▶ Problem A
Write out every line of the listing again, requests included, adding -47 to each x and y coordinate in the answers.
---*---
Highlights of a Technical Tour of the National Energy Technology and Longview Coal-Fired Power Plant
By JANINE FINNELL, Executive Director, Leaders in Energy
In this day and age, when we can hear a lot of negative news, I wanted to share some positive highlights from a fascinating technical tour that I took on March 7-8, 2018 of the National Energy Technology Laboratory (NETL) and the Longview power plant which uses High-Efficiency Low-Emissions (HELE) technologies. The tour was conducted by the National Capital Area Chapter for U.S. Association of Energy Economics (NCAC-USAEE) to these facilities in Morgantown, West Virginia.
As my role as the Executive Director of Leaders in Energy ─ an organization which works to advance clean energy and sustainable solutions ─ I am particularly interested in the potential for fossil energy to be used in a more efficient and cleaner manner which I refer to as the “greening of fossil energy” as a way to move us toward a more sustainable energy system and economy.
Why is it important to move to a greener fossil energy future? Our nation (and indeed the world) is highly dependent on fossil energy with three sources—petroleum, natural gas, and coal— comprising around 80% of total U.S. energy consumption. (US Energy flow chart and EIA.) While changing our energy system will not be an easy task, our nation and society is no stranger to hard challenges! Indeed, one colleague on the tour said that his career in engineering and energy was formed many years by the investments that the US made in research and technology for space exploration.
---*---
▶ Problem B
Quote the tour article word for word from "Highlights of a" to "Morgantown, West Virginia.".
---*---
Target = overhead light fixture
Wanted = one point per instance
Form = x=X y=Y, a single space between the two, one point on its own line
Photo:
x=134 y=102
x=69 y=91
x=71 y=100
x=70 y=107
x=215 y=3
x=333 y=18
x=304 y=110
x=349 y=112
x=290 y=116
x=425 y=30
---*---
▶ Response A
Target = overhead light fixture
Wanted = one point per instance
Form = x=X y=Y, a single space between the two, one point on its own line
Photo:
x=87 y=55
x=22 y=44
x=24 y=53
x=23 y=60
x=168 y=-44
x=286 y=-29
x=257 y=63
x=302 y=65
x=243 y=69
x=378 y=-17

▶ Response B
Highlights of a Technical Tour of the National Energy Technology and Longview Coal-Fired Power Plant
By JANINE FINNELL, Executive Director, Leaders in Energy
In this day and age, when we can hear a lot of negative news, I wanted to share some positive highlights from a fascinating technical tour that I took on March 7-8, 2018 of the National Energy Technology Laboratory (NETL) and the Longview power plant which uses High-Efficiency Low-Emissions (HELE) technologies. The tour was conducted by the National Capital Area Chapter for U.S. Association of Energy Economics (NCAC-USAEE) to these facilities in Morgantown, West Virginia.